** WRITTEN REQUEST 1 **
Which posting timestamps (date and time) appear in the forum thread about temporary tables and procedures?
** WRITTEN REQUEST 2 **
Retype the forum thread about temporary tables and procedures from "December 18, 2017 at 9:43" to "session specific ??".
### SELECTED EXCERPT ###
December 18, 2017 at 9:43 pm
Comments posted to this topic are about the item Temporary tables and procedures
God is real, unless declared integer.
December 18, 2017 at 10:43 pm
Good question, many thanks.
...
December 19, 2017 at 7:18 am
Good question.
My Question is why? Doesn't the Procedure run within a separate session, and aren't #temp table session specific ??
December 19, 2017 at 7:24 am
Yes, a procedure RUNs and COMPILES with a separat scope / copy of the #temp table. But (as written) there seems to be a bug in the parser / syntax checker, which is executed before compile / run.
God is real, unless declared integer.
December 19, 2017 at 7:25 am
Interesting, and definitely not what I expected.
Very curious.
December 19, 2017 at 7:50 pm
Weird
December 19, 2017 at 11:59 pm
I have encountered this on a few occasions.
you are correct that it is very difficult to debug / trace, especially where you have triggers that execute stored procs...
Thanks for the question, Thomas
____________________________________________
Space, the final frontier? not any more...
### DATA ###
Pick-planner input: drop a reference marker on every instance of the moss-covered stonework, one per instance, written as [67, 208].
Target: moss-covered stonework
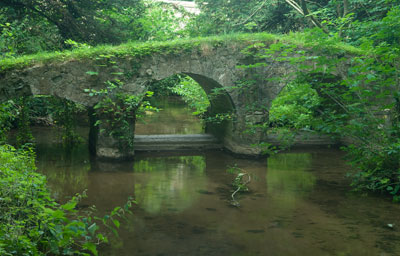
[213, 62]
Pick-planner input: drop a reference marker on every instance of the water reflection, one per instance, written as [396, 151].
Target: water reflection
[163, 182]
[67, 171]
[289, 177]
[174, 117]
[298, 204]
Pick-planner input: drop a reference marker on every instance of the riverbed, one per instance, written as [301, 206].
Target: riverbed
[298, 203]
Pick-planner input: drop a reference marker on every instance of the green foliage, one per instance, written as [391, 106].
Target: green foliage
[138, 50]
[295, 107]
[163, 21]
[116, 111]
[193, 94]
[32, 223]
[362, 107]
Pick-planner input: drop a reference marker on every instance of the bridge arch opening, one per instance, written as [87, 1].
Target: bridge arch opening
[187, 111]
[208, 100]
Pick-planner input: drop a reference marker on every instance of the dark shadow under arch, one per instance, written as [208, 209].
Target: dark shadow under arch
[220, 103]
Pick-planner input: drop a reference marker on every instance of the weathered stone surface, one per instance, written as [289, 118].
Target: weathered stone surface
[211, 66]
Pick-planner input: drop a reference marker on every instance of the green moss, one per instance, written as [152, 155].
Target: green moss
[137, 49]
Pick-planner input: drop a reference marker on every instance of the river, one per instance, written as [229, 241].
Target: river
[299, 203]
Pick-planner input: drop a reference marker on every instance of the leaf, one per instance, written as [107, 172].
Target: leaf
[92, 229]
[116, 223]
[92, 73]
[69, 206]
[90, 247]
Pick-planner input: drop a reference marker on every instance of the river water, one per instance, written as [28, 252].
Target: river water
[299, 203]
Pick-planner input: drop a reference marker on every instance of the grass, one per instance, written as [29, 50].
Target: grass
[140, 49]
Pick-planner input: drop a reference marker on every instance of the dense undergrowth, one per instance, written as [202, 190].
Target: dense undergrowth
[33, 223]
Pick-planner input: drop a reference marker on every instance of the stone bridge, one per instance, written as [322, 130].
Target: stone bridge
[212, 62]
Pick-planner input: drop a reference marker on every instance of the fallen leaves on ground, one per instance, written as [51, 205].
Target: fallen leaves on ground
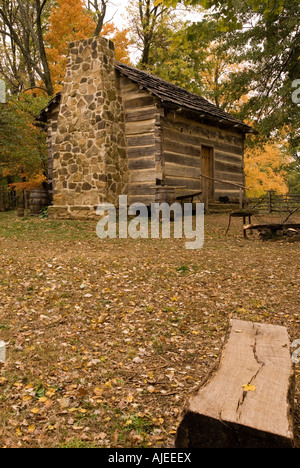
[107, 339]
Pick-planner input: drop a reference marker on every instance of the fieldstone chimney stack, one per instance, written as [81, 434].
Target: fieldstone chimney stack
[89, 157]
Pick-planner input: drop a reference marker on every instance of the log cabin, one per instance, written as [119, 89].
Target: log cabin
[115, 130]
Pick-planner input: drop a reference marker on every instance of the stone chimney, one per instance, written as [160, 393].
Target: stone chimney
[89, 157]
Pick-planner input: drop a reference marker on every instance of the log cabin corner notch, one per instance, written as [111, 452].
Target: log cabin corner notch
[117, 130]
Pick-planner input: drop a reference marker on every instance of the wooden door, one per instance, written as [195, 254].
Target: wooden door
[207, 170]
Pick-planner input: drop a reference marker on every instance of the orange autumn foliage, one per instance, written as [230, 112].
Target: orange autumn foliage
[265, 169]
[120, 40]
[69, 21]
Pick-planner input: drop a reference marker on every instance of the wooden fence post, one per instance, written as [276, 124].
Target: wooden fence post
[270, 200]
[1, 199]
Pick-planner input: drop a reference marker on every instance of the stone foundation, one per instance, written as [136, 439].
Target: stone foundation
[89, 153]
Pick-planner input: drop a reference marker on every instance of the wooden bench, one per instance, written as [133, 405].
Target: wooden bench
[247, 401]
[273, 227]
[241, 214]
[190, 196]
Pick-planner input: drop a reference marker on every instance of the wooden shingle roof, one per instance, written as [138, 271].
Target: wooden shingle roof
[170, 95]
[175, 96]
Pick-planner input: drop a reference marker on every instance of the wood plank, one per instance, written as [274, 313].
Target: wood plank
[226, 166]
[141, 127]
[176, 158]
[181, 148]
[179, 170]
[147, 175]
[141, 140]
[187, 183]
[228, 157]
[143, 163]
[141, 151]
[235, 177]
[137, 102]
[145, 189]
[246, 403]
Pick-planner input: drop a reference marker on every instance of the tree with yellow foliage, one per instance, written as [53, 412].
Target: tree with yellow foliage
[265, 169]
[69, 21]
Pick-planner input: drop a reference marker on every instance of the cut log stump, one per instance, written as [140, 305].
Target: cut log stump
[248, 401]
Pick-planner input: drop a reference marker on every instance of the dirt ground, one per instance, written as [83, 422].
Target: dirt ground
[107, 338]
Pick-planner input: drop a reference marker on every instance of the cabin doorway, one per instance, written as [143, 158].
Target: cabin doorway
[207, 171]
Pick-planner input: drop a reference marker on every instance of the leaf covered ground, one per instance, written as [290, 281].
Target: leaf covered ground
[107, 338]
###
### DATA ###
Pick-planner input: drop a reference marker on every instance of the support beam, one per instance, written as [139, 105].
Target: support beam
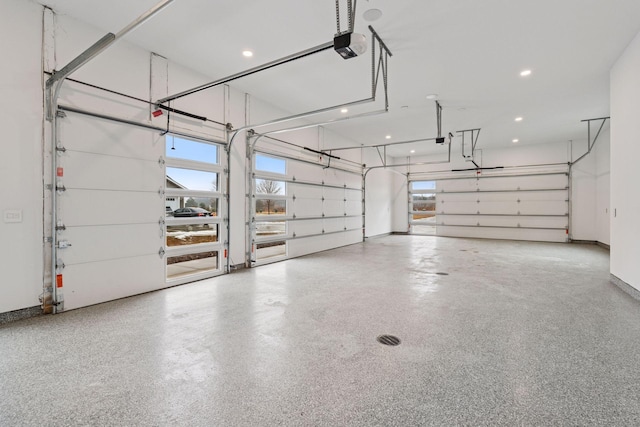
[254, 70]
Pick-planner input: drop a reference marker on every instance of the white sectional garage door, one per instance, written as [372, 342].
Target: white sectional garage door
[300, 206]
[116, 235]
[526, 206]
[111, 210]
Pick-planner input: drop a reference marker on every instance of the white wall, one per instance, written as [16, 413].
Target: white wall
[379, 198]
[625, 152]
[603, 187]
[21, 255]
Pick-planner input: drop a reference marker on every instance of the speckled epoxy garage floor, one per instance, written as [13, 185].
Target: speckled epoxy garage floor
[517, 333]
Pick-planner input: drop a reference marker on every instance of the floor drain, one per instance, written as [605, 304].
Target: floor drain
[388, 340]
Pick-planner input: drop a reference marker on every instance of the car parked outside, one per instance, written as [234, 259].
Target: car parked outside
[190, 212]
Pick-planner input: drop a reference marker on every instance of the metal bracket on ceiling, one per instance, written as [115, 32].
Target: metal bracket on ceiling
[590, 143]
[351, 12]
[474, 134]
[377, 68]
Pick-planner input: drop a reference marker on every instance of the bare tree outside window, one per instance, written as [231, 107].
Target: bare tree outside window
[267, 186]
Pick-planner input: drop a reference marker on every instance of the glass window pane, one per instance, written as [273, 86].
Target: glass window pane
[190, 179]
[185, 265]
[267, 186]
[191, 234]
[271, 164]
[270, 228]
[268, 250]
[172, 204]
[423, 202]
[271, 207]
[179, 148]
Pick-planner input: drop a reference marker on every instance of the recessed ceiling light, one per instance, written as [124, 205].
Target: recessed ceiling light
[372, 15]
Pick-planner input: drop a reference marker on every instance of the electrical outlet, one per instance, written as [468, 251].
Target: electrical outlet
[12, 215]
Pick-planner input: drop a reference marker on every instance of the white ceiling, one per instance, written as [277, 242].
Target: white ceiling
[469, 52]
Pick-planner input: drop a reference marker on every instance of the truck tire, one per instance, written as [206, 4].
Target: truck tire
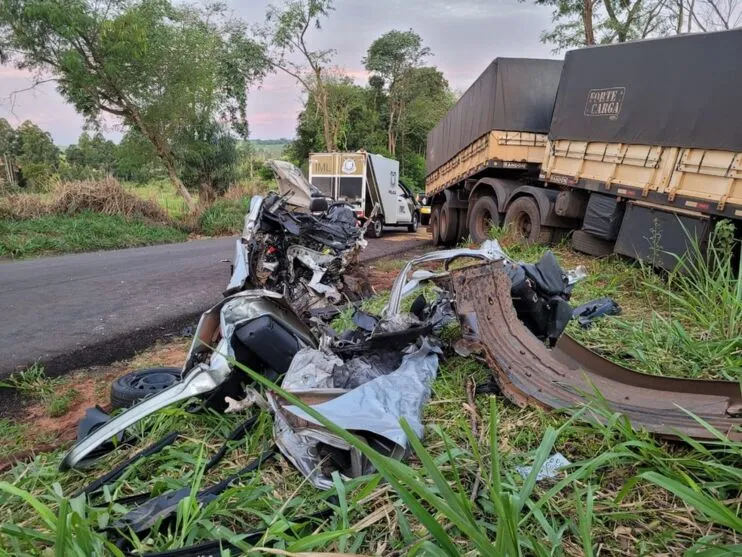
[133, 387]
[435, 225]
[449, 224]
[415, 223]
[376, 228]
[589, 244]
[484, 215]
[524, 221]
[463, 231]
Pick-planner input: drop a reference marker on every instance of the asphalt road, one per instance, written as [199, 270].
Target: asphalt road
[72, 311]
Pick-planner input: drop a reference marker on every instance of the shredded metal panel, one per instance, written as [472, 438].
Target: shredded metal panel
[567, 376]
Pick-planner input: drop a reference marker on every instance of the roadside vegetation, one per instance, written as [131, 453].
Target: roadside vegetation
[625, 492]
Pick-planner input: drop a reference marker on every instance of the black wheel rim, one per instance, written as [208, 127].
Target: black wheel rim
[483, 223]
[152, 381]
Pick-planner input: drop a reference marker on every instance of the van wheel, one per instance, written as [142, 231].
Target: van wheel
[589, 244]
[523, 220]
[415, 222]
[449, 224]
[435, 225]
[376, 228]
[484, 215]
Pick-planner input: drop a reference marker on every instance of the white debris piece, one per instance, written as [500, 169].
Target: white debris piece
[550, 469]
###
** EXERCISE RESULT 1 **
December 18, 2017 at 9:43 pm
December 18, 2017 at 10:43 pm
December 19, 2017 at 7:18 am
December 19, 2017 at 7:24 am
December 19, 2017 at 7:25 am
December 19, 2017 at 7:50 pm
December 19, 2017 at 11:59 pm

** EXERCISE RESULT 2 **
December 18, 2017 at 9:43 pm
Comments posted to this topic are about the item Temporary tables and procedures
God is real, unless declared integer.
December 18, 2017 at 10:43 pm
Good question, many thanks.
...
December 19, 2017 at 7:18 am
Good question.
My Question is why? Doesn't the Procedure run within a separate session, and aren't #temp table session specific ??